Within the entries below, find each line containing the word "lamp" and copy it.

⟨

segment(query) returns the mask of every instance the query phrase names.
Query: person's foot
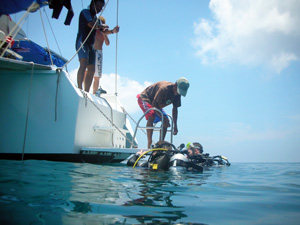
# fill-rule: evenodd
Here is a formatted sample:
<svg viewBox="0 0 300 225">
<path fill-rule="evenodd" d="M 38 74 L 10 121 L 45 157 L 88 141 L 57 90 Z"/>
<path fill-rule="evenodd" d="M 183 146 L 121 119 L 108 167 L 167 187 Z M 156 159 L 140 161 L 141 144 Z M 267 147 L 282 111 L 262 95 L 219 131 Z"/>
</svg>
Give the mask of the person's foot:
<svg viewBox="0 0 300 225">
<path fill-rule="evenodd" d="M 107 92 L 101 88 L 101 86 L 99 87 L 99 89 L 96 91 L 95 95 L 96 96 L 100 96 L 101 94 L 106 94 Z"/>
</svg>

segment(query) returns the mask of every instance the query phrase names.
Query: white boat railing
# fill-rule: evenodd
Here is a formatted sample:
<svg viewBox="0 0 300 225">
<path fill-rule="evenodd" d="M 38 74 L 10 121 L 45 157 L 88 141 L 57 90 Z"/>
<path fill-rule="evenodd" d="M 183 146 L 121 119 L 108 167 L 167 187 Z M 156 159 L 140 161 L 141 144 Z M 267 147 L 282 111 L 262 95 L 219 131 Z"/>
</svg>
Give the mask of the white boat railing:
<svg viewBox="0 0 300 225">
<path fill-rule="evenodd" d="M 142 119 L 146 116 L 146 114 L 151 111 L 151 110 L 154 110 L 156 112 L 159 112 L 160 113 L 160 116 L 161 116 L 161 125 L 160 127 L 141 127 L 139 124 L 140 122 L 142 121 Z M 171 137 L 170 137 L 170 142 L 171 144 L 173 144 L 173 118 L 168 115 L 168 117 L 171 119 L 171 129 L 168 130 L 167 128 L 167 132 L 171 132 Z M 151 109 L 148 109 L 142 116 L 141 118 L 138 120 L 137 124 L 136 124 L 136 127 L 135 127 L 135 131 L 134 131 L 134 135 L 133 135 L 133 140 L 135 139 L 135 136 L 136 136 L 136 133 L 137 133 L 137 129 L 152 129 L 153 131 L 160 131 L 160 140 L 163 140 L 163 125 L 164 125 L 164 115 L 163 113 L 161 112 L 161 110 L 157 109 L 157 108 L 151 108 Z M 133 147 L 133 143 L 131 143 L 131 147 Z"/>
<path fill-rule="evenodd" d="M 113 109 L 112 109 L 111 105 L 109 104 L 109 102 L 105 98 L 102 98 L 101 96 L 99 96 L 99 98 L 104 100 L 106 102 L 106 104 L 109 106 L 110 116 L 111 116 L 111 123 L 114 124 Z M 111 133 L 111 142 L 112 142 L 112 146 L 114 146 L 114 132 Z"/>
</svg>

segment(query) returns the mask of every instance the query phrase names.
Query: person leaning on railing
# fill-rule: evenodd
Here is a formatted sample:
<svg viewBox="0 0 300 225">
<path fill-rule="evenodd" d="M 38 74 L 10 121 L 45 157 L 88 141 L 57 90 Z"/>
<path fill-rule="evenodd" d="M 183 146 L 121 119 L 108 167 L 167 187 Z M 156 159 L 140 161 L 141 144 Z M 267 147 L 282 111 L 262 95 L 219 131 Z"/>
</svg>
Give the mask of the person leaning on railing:
<svg viewBox="0 0 300 225">
<path fill-rule="evenodd" d="M 155 84 L 147 87 L 141 94 L 137 95 L 138 104 L 142 111 L 145 113 L 150 108 L 157 108 L 162 111 L 164 115 L 164 124 L 163 124 L 163 141 L 166 136 L 167 128 L 170 127 L 170 122 L 167 114 L 163 110 L 164 107 L 173 104 L 172 117 L 174 121 L 174 130 L 173 134 L 178 133 L 177 127 L 177 115 L 178 107 L 181 106 L 181 96 L 186 96 L 187 90 L 190 84 L 189 81 L 181 77 L 176 83 L 168 81 L 159 81 Z M 156 113 L 154 110 L 149 111 L 146 115 L 147 127 L 153 127 L 154 123 L 161 121 L 160 113 Z M 152 135 L 153 130 L 147 129 L 147 139 L 148 139 L 148 148 L 152 144 Z"/>
</svg>

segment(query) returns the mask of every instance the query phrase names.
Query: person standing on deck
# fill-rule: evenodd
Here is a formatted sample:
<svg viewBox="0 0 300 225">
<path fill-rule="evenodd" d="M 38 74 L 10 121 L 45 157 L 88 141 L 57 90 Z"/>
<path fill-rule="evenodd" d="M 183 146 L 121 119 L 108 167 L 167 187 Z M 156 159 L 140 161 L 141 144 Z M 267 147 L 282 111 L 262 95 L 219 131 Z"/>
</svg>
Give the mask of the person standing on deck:
<svg viewBox="0 0 300 225">
<path fill-rule="evenodd" d="M 103 26 L 106 26 L 105 24 L 105 18 L 103 16 L 100 16 L 100 21 Z M 99 87 L 99 80 L 102 77 L 102 63 L 103 63 L 103 51 L 102 46 L 103 43 L 108 46 L 110 44 L 109 39 L 107 37 L 108 34 L 116 34 L 119 32 L 120 27 L 116 26 L 114 29 L 100 29 L 96 31 L 96 37 L 95 37 L 95 75 L 94 75 L 94 83 L 93 83 L 93 94 L 96 94 L 96 91 L 99 88 L 99 95 L 101 93 L 106 94 L 106 91 L 103 90 L 101 87 Z"/>
<path fill-rule="evenodd" d="M 83 9 L 79 15 L 79 28 L 76 38 L 76 50 L 80 48 L 82 43 L 89 35 L 94 24 L 97 22 L 96 14 L 101 11 L 104 6 L 104 0 L 91 0 L 88 9 Z M 84 90 L 89 92 L 93 76 L 95 73 L 95 51 L 93 49 L 95 41 L 95 32 L 98 29 L 106 29 L 107 26 L 97 24 L 90 36 L 78 52 L 79 69 L 77 73 L 77 85 L 79 89 L 82 89 L 82 83 L 84 82 Z M 84 73 L 87 69 L 87 74 L 84 79 Z"/>
<path fill-rule="evenodd" d="M 170 122 L 167 114 L 163 110 L 164 107 L 173 104 L 172 117 L 174 121 L 174 131 L 173 134 L 178 133 L 177 128 L 177 116 L 178 116 L 178 107 L 181 106 L 181 96 L 186 96 L 187 90 L 190 84 L 189 81 L 181 77 L 176 83 L 171 83 L 168 81 L 159 81 L 155 84 L 147 87 L 141 94 L 137 95 L 138 104 L 142 111 L 145 113 L 150 108 L 157 108 L 161 110 L 164 115 L 164 124 L 163 124 L 163 135 L 162 140 L 165 139 L 167 128 L 170 127 Z M 146 115 L 147 127 L 153 127 L 153 123 L 161 121 L 161 115 L 154 110 L 149 111 Z M 148 148 L 152 144 L 153 129 L 147 129 L 147 139 L 148 139 Z M 161 137 L 161 136 L 160 136 Z"/>
</svg>

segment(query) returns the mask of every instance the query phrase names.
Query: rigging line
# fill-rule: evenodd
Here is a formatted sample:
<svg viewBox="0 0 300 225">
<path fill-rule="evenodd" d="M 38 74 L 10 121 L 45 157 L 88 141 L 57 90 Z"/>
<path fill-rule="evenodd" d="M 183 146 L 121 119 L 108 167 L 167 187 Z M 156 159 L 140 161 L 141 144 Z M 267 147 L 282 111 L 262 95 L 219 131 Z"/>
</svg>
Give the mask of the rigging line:
<svg viewBox="0 0 300 225">
<path fill-rule="evenodd" d="M 49 24 L 49 26 L 50 26 L 50 28 L 51 28 L 52 35 L 53 35 L 53 37 L 54 37 L 54 40 L 55 40 L 55 43 L 56 43 L 56 45 L 57 45 L 58 51 L 59 51 L 60 55 L 63 56 L 63 54 L 61 53 L 60 47 L 59 47 L 59 45 L 58 45 L 58 42 L 57 42 L 55 33 L 54 33 L 53 29 L 52 29 L 52 26 L 51 26 L 51 23 L 50 23 L 50 20 L 49 20 L 49 17 L 48 17 L 48 15 L 47 15 L 47 13 L 46 13 L 45 8 L 44 8 L 44 13 L 45 13 L 46 18 L 47 18 L 47 20 L 48 20 L 48 24 Z"/>
<path fill-rule="evenodd" d="M 93 99 L 91 99 L 91 98 L 89 98 L 89 96 L 88 96 L 88 93 L 87 92 L 85 92 L 85 91 L 83 91 L 83 90 L 81 90 L 81 89 L 79 89 L 79 91 L 81 92 L 81 94 L 83 95 L 83 97 L 85 98 L 85 107 L 87 107 L 87 100 L 89 100 L 91 103 L 92 103 L 92 105 L 93 106 L 95 106 L 96 107 L 96 109 L 98 109 L 98 111 L 110 122 L 110 124 L 113 126 L 113 127 L 115 127 L 119 132 L 120 132 L 120 134 L 129 142 L 129 144 L 131 145 L 131 146 L 134 146 L 134 139 L 132 139 L 132 140 L 130 140 L 128 137 L 127 137 L 127 135 L 126 134 L 124 134 L 120 129 L 119 129 L 119 127 L 116 125 L 116 124 L 114 124 L 113 123 L 113 121 L 111 120 L 111 119 L 109 119 L 108 118 L 108 116 L 106 115 L 106 113 L 104 113 L 97 105 L 96 105 L 96 103 L 94 102 L 94 100 Z"/>
<path fill-rule="evenodd" d="M 46 18 L 47 18 L 47 20 L 48 20 L 48 24 L 49 24 L 49 26 L 50 26 L 50 28 L 51 28 L 52 35 L 53 35 L 53 37 L 54 37 L 54 40 L 55 40 L 56 46 L 57 46 L 57 48 L 58 48 L 59 54 L 60 54 L 61 56 L 63 56 L 63 54 L 62 54 L 62 52 L 61 52 L 61 50 L 60 50 L 58 41 L 57 41 L 57 39 L 56 39 L 55 33 L 54 33 L 54 31 L 53 31 L 53 28 L 52 28 L 52 26 L 51 26 L 49 17 L 48 17 L 48 15 L 47 15 L 47 12 L 46 12 L 45 8 L 43 8 L 43 9 L 44 9 L 44 13 L 45 13 L 45 15 L 46 15 Z M 48 47 L 48 49 L 49 49 L 49 47 Z M 50 51 L 50 49 L 49 49 L 49 51 Z M 68 72 L 68 67 L 67 67 L 67 66 L 66 66 L 66 71 Z"/>
<path fill-rule="evenodd" d="M 15 32 L 15 30 L 16 30 L 16 32 L 15 32 L 15 34 L 13 35 L 13 39 L 15 38 L 15 36 L 17 35 L 17 33 L 19 32 L 19 30 L 21 29 L 21 26 L 24 24 L 24 22 L 25 22 L 25 20 L 24 20 L 24 18 L 25 17 L 28 17 L 28 15 L 29 15 L 29 12 L 30 12 L 30 10 L 32 9 L 32 8 L 34 8 L 34 6 L 35 6 L 35 4 L 34 4 L 34 2 L 28 7 L 28 9 L 27 9 L 27 11 L 26 11 L 26 13 L 22 16 L 22 18 L 18 21 L 18 23 L 16 23 L 16 25 L 13 27 L 13 29 L 11 29 L 11 31 L 9 32 L 9 34 L 7 35 L 8 37 L 9 36 L 12 36 L 12 33 L 13 32 Z M 16 21 L 16 20 L 15 20 Z M 21 22 L 22 22 L 22 24 L 21 24 Z M 21 24 L 21 25 L 20 25 Z M 5 41 L 3 41 L 1 44 L 0 44 L 0 48 L 2 48 L 3 47 L 3 45 L 5 44 L 6 42 Z M 4 51 L 2 52 L 2 54 L 0 55 L 0 57 L 3 57 L 3 55 L 5 54 L 5 52 L 6 52 L 6 50 L 8 49 L 8 46 L 9 45 L 7 45 L 6 46 L 6 48 L 4 49 Z"/>
<path fill-rule="evenodd" d="M 119 25 L 119 0 L 117 0 L 117 26 Z M 116 33 L 115 95 L 118 96 L 118 33 Z"/>
<path fill-rule="evenodd" d="M 98 17 L 100 17 L 102 15 L 102 13 L 104 12 L 107 4 L 109 3 L 109 0 L 105 3 L 105 5 L 103 6 L 100 15 Z M 89 38 L 89 36 L 91 35 L 91 33 L 93 32 L 95 26 L 97 25 L 98 19 L 96 20 L 96 22 L 94 23 L 94 26 L 92 27 L 92 29 L 90 30 L 89 34 L 87 35 L 87 37 L 85 38 L 85 40 L 81 43 L 81 46 L 78 48 L 78 50 L 75 52 L 75 54 L 69 59 L 68 62 L 66 62 L 61 69 L 63 69 L 64 67 L 66 67 L 73 59 L 74 57 L 78 54 L 78 52 L 80 51 L 80 49 L 82 49 L 82 46 L 85 44 L 85 42 L 87 41 L 87 39 Z"/>
<path fill-rule="evenodd" d="M 27 15 L 27 18 L 28 18 L 28 15 Z M 19 23 L 20 26 L 19 26 L 18 29 L 16 30 L 15 34 L 12 36 L 12 40 L 15 39 L 15 37 L 17 36 L 19 30 L 21 29 L 21 27 L 22 27 L 23 24 L 25 23 L 25 21 L 26 21 L 26 19 L 23 19 L 22 22 L 20 21 L 20 23 Z M 13 28 L 12 31 L 11 31 L 11 32 L 9 33 L 9 35 L 7 35 L 7 36 L 10 37 L 11 34 L 14 32 L 14 30 L 15 30 L 15 28 Z M 5 41 L 2 42 L 1 47 L 2 47 L 2 45 L 3 45 L 4 43 L 5 43 Z M 11 47 L 12 47 L 12 46 L 11 46 Z M 6 52 L 6 50 L 7 50 L 8 48 L 9 48 L 9 45 L 7 45 L 7 46 L 5 47 L 4 51 L 3 51 L 2 54 L 1 54 L 1 57 L 5 54 L 5 52 Z"/>
<path fill-rule="evenodd" d="M 23 141 L 22 161 L 24 160 L 24 153 L 25 153 L 25 144 L 26 144 L 28 117 L 29 117 L 29 108 L 30 108 L 30 99 L 31 99 L 31 89 L 32 89 L 33 71 L 34 71 L 34 63 L 31 62 L 31 64 L 32 64 L 32 69 L 31 69 L 30 86 L 29 86 L 29 93 L 28 93 L 28 103 L 27 103 L 27 113 L 26 113 L 26 121 L 25 121 L 25 133 L 24 133 L 24 141 Z"/>
<path fill-rule="evenodd" d="M 22 18 L 19 20 L 19 22 L 13 27 L 13 29 L 9 32 L 9 34 L 8 34 L 8 36 L 11 36 L 12 35 L 12 33 L 15 31 L 15 29 L 17 29 L 18 28 L 18 30 L 16 31 L 16 34 L 19 32 L 19 30 L 21 29 L 21 26 L 19 26 L 19 24 L 24 20 L 24 18 L 27 16 L 28 17 L 28 14 L 30 13 L 30 11 L 33 9 L 33 8 L 35 8 L 35 6 L 36 6 L 36 2 L 33 2 L 28 8 L 27 8 L 27 11 L 26 11 L 26 13 L 24 13 L 24 15 L 22 16 Z M 15 15 L 16 16 L 16 15 Z M 24 21 L 23 21 L 23 23 L 24 23 Z M 23 24 L 22 23 L 22 24 Z M 16 36 L 16 34 L 14 35 L 14 37 Z M 0 44 L 0 48 L 2 48 L 2 46 L 4 45 L 4 43 L 5 42 L 2 42 L 1 44 Z M 7 48 L 8 48 L 8 45 L 6 46 L 6 48 L 4 49 L 4 51 L 2 52 L 2 54 L 1 54 L 1 56 L 0 57 L 3 57 L 3 55 L 4 55 L 4 53 L 5 53 L 5 51 L 7 50 Z"/>
<path fill-rule="evenodd" d="M 125 110 L 125 108 L 123 106 L 121 106 L 121 109 L 123 110 L 123 112 L 129 116 L 129 118 L 137 125 L 137 122 L 135 121 L 135 119 L 133 119 L 133 117 Z M 142 130 L 142 132 L 147 135 L 146 131 L 145 130 Z"/>
<path fill-rule="evenodd" d="M 51 52 L 50 52 L 50 47 L 49 47 L 47 35 L 46 35 L 46 30 L 45 30 L 45 26 L 44 26 L 44 21 L 43 21 L 43 16 L 42 16 L 41 8 L 39 8 L 39 11 L 40 11 L 41 20 L 42 20 L 42 25 L 43 25 L 43 30 L 44 30 L 44 34 L 45 34 L 45 38 L 46 38 L 46 42 L 47 42 L 47 46 L 48 46 L 48 53 L 49 53 L 49 56 L 50 56 L 51 64 L 52 64 L 52 66 L 53 66 L 52 56 L 51 56 Z"/>
<path fill-rule="evenodd" d="M 28 34 L 29 34 L 29 32 L 28 32 L 28 30 L 29 30 L 29 29 L 28 29 L 28 27 L 29 27 L 29 17 L 26 18 L 26 22 L 27 22 L 26 35 L 28 35 Z"/>
</svg>

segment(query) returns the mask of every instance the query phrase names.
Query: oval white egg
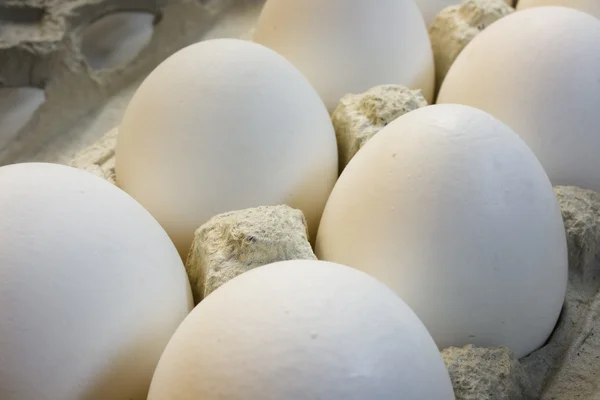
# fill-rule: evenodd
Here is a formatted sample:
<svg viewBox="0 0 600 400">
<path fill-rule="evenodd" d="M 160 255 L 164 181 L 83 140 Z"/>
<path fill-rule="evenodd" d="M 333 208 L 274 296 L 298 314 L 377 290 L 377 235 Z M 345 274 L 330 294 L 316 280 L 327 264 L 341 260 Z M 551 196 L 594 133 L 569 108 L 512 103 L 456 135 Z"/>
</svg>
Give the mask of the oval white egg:
<svg viewBox="0 0 600 400">
<path fill-rule="evenodd" d="M 335 132 L 283 57 L 210 40 L 169 57 L 137 90 L 119 127 L 116 175 L 182 256 L 214 215 L 261 205 L 302 210 L 314 237 L 337 179 Z"/>
<path fill-rule="evenodd" d="M 569 7 L 600 18 L 600 1 L 598 0 L 519 0 L 517 10 L 545 6 Z"/>
<path fill-rule="evenodd" d="M 298 67 L 330 112 L 381 84 L 432 99 L 433 53 L 413 0 L 268 0 L 253 35 Z"/>
<path fill-rule="evenodd" d="M 142 400 L 192 307 L 160 225 L 119 188 L 0 168 L 0 398 Z"/>
<path fill-rule="evenodd" d="M 495 22 L 458 56 L 438 103 L 480 108 L 509 125 L 554 185 L 600 191 L 600 21 L 536 7 Z"/>
<path fill-rule="evenodd" d="M 350 161 L 319 259 L 392 288 L 440 349 L 541 346 L 560 313 L 567 246 L 552 186 L 507 126 L 466 106 L 396 119 Z"/>
<path fill-rule="evenodd" d="M 370 276 L 322 261 L 246 272 L 204 299 L 148 400 L 454 400 L 422 322 Z"/>
<path fill-rule="evenodd" d="M 512 5 L 512 0 L 505 0 L 506 4 Z M 446 7 L 454 6 L 462 3 L 461 0 L 415 0 L 417 6 L 421 10 L 423 14 L 423 18 L 425 19 L 425 24 L 427 26 L 431 25 L 435 17 L 438 15 L 440 11 L 442 11 Z"/>
</svg>

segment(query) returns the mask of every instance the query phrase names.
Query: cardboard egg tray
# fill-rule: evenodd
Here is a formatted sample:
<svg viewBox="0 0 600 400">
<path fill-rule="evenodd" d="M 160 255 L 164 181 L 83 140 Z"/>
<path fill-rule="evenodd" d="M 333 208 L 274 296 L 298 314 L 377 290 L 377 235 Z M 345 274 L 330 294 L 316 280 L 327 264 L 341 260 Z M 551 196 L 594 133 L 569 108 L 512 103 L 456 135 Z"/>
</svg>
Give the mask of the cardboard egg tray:
<svg viewBox="0 0 600 400">
<path fill-rule="evenodd" d="M 116 128 L 143 79 L 189 44 L 247 37 L 264 1 L 0 0 L 0 166 L 63 163 L 115 183 Z M 108 67 L 98 62 L 103 55 L 112 61 L 119 58 L 115 54 L 122 56 L 122 49 L 111 46 L 118 47 L 125 35 L 89 56 L 86 35 L 110 28 L 103 25 L 104 18 L 144 13 L 152 16 L 152 35 L 139 52 Z M 451 64 L 453 59 L 446 61 Z M 24 100 L 21 95 L 29 92 L 19 92 L 22 88 L 37 97 Z M 19 102 L 34 110 L 22 126 L 11 120 L 18 129 L 7 133 L 4 128 L 19 114 Z M 600 195 L 574 187 L 555 191 L 565 220 L 571 274 L 559 323 L 543 348 L 520 360 L 505 348 L 445 349 L 457 399 L 600 398 L 600 335 L 594 336 L 600 326 Z M 302 223 L 298 226 L 302 231 Z M 306 253 L 312 257 L 308 245 Z"/>
<path fill-rule="evenodd" d="M 244 36 L 263 3 L 0 0 L 0 166 L 69 164 L 119 124 L 164 59 L 201 40 Z"/>
</svg>

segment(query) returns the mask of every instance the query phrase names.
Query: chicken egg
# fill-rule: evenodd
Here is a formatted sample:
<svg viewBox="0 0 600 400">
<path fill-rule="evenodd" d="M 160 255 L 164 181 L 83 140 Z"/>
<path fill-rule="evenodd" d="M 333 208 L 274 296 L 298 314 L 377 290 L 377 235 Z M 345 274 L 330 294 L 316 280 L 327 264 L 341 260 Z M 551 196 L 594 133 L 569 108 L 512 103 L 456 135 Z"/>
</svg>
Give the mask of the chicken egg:
<svg viewBox="0 0 600 400">
<path fill-rule="evenodd" d="M 253 40 L 298 67 L 330 112 L 382 84 L 433 97 L 433 52 L 413 0 L 268 0 Z"/>
<path fill-rule="evenodd" d="M 519 0 L 517 10 L 531 7 L 562 6 L 584 11 L 600 18 L 600 1 L 598 0 Z"/>
<path fill-rule="evenodd" d="M 484 110 L 533 150 L 553 185 L 600 191 L 600 20 L 534 7 L 490 25 L 458 56 L 438 103 Z"/>
<path fill-rule="evenodd" d="M 75 168 L 0 168 L 0 398 L 144 400 L 193 306 L 158 222 Z"/>
<path fill-rule="evenodd" d="M 567 286 L 540 163 L 509 127 L 462 105 L 420 108 L 377 133 L 333 189 L 315 252 L 392 288 L 440 349 L 523 357 L 552 332 Z"/>
<path fill-rule="evenodd" d="M 182 257 L 211 217 L 262 205 L 301 210 L 314 237 L 337 179 L 335 132 L 319 95 L 282 56 L 208 40 L 139 87 L 119 126 L 116 177 Z"/>
<path fill-rule="evenodd" d="M 454 400 L 431 336 L 372 277 L 283 261 L 206 297 L 163 353 L 148 400 Z"/>
</svg>

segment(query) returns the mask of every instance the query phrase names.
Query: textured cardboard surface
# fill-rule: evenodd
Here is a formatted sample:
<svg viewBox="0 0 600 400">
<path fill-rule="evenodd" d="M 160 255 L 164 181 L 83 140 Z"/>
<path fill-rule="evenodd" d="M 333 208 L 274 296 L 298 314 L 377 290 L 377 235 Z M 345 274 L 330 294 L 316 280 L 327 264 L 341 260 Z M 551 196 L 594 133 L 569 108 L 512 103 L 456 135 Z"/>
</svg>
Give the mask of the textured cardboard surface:
<svg viewBox="0 0 600 400">
<path fill-rule="evenodd" d="M 29 123 L 14 137 L 0 140 L 0 166 L 26 161 L 68 163 L 74 154 L 118 125 L 135 89 L 160 62 L 200 40 L 244 35 L 263 2 L 0 1 L 0 11 L 4 11 L 0 18 L 20 21 L 3 21 L 0 29 L 0 90 L 31 86 L 42 88 L 46 95 L 46 102 Z M 19 10 L 10 11 L 15 7 Z M 92 69 L 80 49 L 82 30 L 107 14 L 125 11 L 156 14 L 150 43 L 125 65 Z"/>
</svg>

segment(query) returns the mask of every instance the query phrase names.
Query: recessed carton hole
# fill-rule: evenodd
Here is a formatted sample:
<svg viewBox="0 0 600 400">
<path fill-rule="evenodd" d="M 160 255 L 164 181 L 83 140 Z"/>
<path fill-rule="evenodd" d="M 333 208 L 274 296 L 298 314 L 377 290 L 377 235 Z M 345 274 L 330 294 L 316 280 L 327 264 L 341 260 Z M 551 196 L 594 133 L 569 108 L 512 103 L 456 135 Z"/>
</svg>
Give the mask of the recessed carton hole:
<svg viewBox="0 0 600 400">
<path fill-rule="evenodd" d="M 44 90 L 33 87 L 0 89 L 0 149 L 14 138 L 46 101 Z"/>
<path fill-rule="evenodd" d="M 0 21 L 20 24 L 37 24 L 42 21 L 46 10 L 34 7 L 0 6 Z"/>
<path fill-rule="evenodd" d="M 156 16 L 149 12 L 108 14 L 84 28 L 81 52 L 92 69 L 124 66 L 150 43 Z"/>
</svg>

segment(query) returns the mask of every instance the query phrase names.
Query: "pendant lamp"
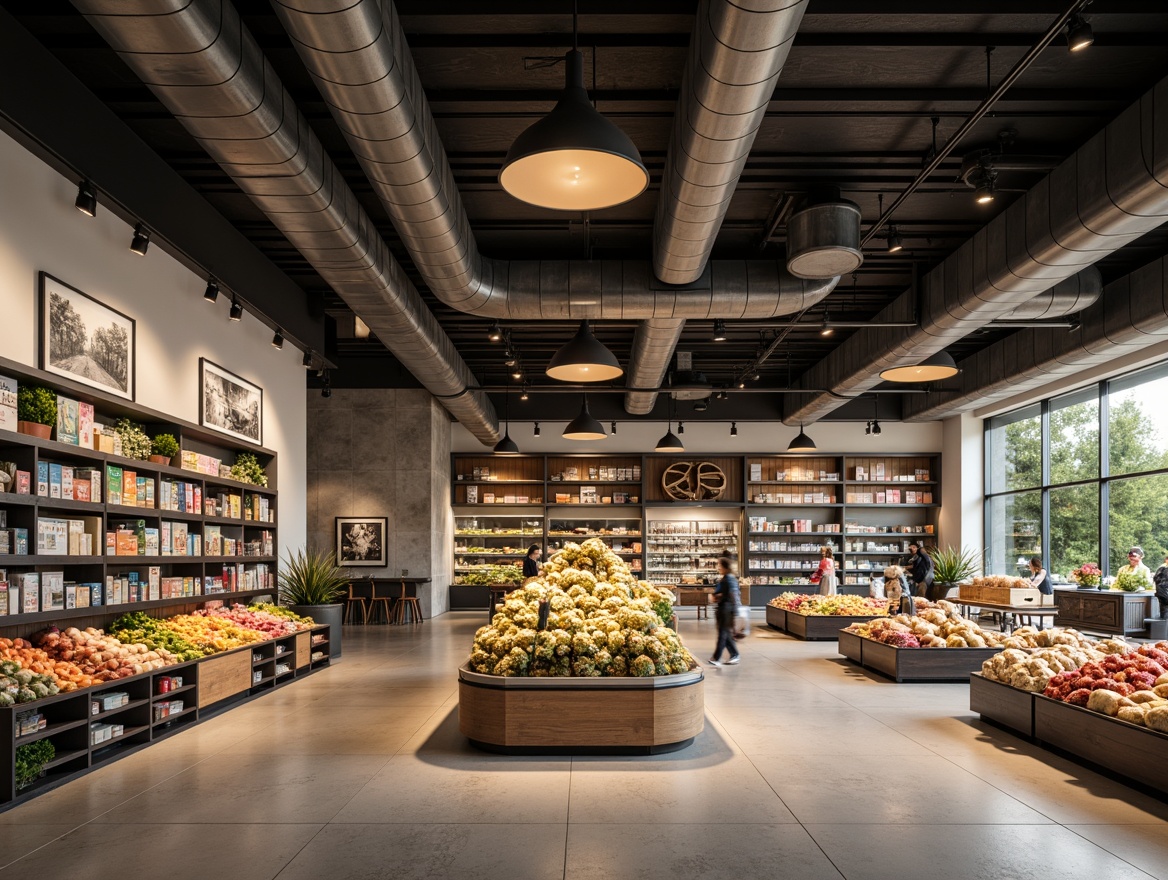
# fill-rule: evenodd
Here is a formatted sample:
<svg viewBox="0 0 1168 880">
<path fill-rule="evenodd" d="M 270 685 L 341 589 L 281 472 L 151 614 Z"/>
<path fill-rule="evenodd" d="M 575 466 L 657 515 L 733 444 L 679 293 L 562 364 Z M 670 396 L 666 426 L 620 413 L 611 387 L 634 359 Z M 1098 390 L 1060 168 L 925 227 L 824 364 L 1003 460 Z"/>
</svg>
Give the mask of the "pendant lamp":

⟩

Answer box —
Query: "pendant lamp"
Give the mask of the "pendant lamp":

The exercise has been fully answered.